Content starts

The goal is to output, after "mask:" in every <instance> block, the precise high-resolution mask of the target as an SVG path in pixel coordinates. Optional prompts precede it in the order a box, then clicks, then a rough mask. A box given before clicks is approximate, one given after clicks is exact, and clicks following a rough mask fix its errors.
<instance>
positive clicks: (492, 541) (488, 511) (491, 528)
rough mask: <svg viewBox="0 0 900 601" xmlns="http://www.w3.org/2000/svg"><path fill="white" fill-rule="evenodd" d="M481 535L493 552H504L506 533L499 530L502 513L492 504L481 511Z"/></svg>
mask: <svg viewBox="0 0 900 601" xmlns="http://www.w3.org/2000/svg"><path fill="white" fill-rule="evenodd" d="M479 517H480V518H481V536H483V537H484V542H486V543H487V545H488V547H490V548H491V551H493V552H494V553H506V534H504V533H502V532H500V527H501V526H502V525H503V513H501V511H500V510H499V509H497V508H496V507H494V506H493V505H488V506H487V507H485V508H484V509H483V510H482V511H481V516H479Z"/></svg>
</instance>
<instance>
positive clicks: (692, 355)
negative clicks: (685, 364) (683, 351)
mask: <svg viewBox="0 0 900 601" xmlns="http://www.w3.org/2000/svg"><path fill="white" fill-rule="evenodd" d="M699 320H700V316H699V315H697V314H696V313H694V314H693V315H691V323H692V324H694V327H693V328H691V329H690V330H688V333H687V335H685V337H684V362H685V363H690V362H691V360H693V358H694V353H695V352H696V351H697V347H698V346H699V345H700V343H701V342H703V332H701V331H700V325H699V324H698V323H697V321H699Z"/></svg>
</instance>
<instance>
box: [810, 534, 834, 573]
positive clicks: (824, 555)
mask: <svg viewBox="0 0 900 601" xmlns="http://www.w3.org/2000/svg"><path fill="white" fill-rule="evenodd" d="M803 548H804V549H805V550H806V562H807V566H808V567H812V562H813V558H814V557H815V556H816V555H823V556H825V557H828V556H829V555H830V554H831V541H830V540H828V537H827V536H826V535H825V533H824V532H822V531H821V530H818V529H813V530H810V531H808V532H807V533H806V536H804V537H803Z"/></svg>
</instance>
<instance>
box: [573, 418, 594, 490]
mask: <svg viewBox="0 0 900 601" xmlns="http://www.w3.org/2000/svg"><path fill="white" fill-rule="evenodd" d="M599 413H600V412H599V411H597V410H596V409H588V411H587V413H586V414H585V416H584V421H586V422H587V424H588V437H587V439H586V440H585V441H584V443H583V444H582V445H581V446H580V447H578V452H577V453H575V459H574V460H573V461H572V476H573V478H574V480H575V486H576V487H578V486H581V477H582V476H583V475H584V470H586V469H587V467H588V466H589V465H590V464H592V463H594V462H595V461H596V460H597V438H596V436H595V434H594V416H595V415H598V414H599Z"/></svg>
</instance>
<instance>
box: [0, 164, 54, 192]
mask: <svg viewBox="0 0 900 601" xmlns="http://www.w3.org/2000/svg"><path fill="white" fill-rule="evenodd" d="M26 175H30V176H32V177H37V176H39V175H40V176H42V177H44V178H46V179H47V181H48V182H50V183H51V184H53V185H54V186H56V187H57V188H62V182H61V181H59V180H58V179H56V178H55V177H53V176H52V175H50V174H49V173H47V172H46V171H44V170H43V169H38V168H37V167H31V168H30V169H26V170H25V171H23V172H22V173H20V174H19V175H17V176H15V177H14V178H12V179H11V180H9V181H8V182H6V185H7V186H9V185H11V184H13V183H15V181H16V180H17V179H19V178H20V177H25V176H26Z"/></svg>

Content ends
Content starts

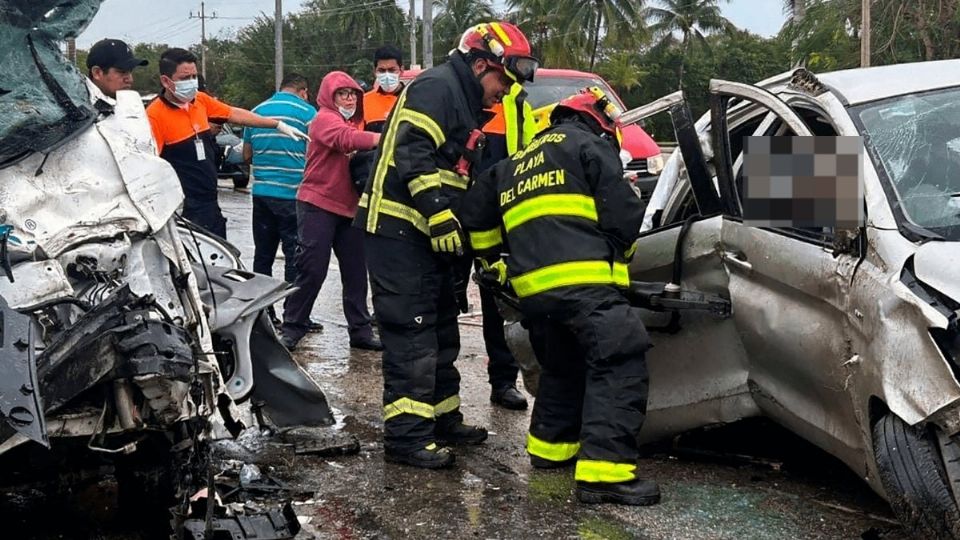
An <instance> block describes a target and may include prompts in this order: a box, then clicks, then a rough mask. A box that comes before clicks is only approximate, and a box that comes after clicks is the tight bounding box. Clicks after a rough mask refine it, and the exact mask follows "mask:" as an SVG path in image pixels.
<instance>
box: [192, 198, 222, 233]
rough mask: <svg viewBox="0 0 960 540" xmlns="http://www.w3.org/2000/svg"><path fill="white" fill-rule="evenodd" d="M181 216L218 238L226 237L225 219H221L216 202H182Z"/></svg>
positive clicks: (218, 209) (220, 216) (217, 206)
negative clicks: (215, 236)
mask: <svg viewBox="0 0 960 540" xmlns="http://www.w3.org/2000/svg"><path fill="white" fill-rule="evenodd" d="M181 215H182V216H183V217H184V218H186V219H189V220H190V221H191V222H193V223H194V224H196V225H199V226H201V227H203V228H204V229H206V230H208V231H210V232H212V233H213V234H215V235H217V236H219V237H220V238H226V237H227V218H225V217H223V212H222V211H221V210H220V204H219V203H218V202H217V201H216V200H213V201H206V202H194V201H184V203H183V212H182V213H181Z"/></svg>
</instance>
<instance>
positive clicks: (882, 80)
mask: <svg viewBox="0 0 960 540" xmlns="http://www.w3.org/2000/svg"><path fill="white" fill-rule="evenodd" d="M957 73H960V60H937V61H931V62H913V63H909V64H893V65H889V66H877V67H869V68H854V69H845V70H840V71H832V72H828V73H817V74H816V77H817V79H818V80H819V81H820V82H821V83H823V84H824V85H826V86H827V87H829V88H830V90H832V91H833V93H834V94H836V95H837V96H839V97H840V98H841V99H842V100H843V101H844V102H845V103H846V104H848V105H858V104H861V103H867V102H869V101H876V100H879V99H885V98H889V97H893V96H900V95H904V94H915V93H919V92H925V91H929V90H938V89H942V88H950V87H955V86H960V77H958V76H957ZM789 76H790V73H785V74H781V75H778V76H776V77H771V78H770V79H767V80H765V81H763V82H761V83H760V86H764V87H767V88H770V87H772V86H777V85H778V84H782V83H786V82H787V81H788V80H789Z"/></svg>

Content ends

Identify each line of the data above that contains the word "then", and copy those lines.

**Worked solution:**
The goal is to output, after "mask:" in every <instance> block, the precise high-resolution mask of the target as an SVG path in pixel coordinates. Optional prompts precede it in the order a box, then clicks, then a rough mask. A box given before clicks is approximate, one given after clicks is exact, and clicks following a rough mask fix its errors.
An <instance> block describes a target and may include prompts in this order: a box, then clicks, then a rough mask. A box that comes before clicks is only approximate, and a box that comes after clicks is the tight bounding box. Clicks after a rough mask refine it, and the exact mask follows "mask:" as an SVG path in image pixels.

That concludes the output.